Dataset records
***
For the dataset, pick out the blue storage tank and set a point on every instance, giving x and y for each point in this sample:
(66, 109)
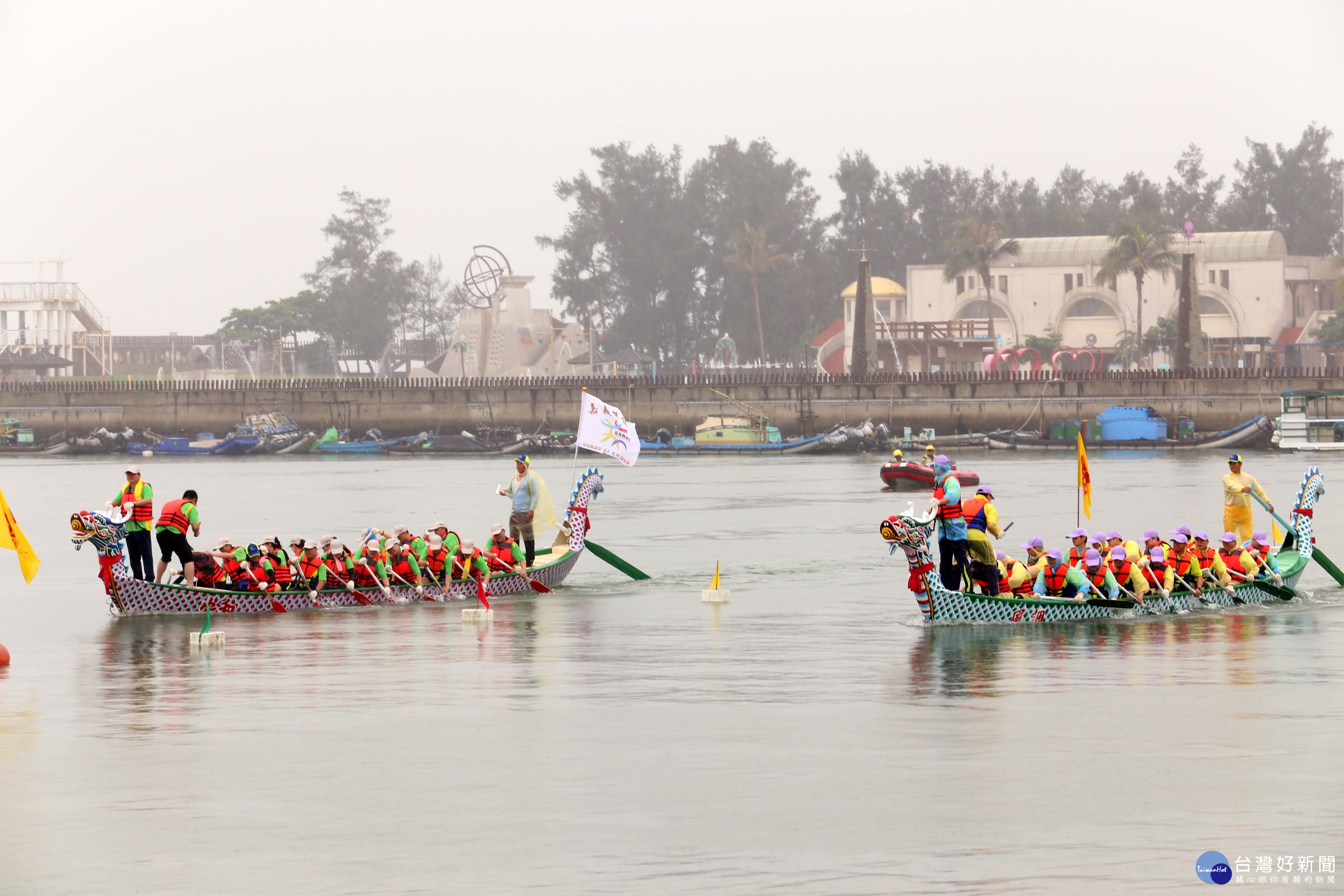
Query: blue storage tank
(1128, 423)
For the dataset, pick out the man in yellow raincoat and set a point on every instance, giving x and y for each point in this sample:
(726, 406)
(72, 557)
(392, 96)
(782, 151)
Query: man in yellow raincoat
(1237, 503)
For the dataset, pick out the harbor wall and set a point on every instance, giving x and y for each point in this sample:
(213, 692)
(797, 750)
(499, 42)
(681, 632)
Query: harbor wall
(947, 402)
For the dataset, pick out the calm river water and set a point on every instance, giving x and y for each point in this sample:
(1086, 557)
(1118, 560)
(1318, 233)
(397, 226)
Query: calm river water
(811, 736)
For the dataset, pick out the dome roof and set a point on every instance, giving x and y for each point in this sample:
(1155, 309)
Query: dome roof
(881, 286)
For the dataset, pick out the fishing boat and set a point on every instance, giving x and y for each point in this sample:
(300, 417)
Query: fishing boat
(1241, 436)
(906, 476)
(914, 536)
(105, 532)
(1310, 421)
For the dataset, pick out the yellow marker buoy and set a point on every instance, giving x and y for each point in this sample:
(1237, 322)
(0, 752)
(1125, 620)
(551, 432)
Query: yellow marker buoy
(714, 594)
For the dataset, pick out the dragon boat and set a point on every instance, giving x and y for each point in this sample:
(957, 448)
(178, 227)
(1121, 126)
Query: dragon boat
(105, 532)
(914, 536)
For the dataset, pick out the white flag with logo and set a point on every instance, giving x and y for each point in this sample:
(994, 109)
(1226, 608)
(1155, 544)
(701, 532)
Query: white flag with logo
(605, 430)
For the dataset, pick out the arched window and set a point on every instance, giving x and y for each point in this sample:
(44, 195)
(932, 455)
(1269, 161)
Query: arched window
(1210, 306)
(1091, 308)
(979, 311)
***
### [INSTRUCTIONS TO FOLLOW]
Write out, word for word, every line from the one containing "For the dataset, pick out the dragon" through the last line of the records above.

### [FINAL RESULT]
For the dataset, pick out the dragon boat and set a point on every instance, giving x and y for each point in this sample:
(957, 448)
(178, 227)
(1121, 126)
Query: dragon boat
(105, 532)
(914, 536)
For the dataset, pick out the white flag with logo and set a point on every instance, giving x and y for each point in this sample:
(994, 109)
(1226, 608)
(1155, 544)
(701, 532)
Query: white flag with logo
(605, 430)
For the dataset, pick out the arched window and set a point on every instance, giving x and y for each point in this sample:
(44, 195)
(932, 455)
(1269, 161)
Query: arched window
(1210, 306)
(1091, 308)
(979, 311)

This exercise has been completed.